-- EXERCISE OBJECTIVE --
Arrange the records below as a Markdown table with two columns, Number and Record line, putting each line in its own numbered row and skipping blank lines. Leave the pictures out of your answer.

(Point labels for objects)
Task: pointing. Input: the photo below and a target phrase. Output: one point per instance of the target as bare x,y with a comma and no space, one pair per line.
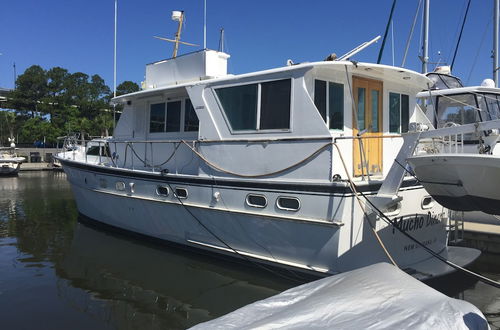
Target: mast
180,19
495,41
425,43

-- COMPLETE OUTPUT --
| Number | Record line |
|---|---|
| 1 | Task: pointing. Input: the photo below and a target phrase. Output: one point per instance of the target as bare x,y with a comma and no space, one pair per line. |
| 2 | Target: mast |
| 3 | 180,19 |
| 4 | 495,41 |
| 5 | 425,43 |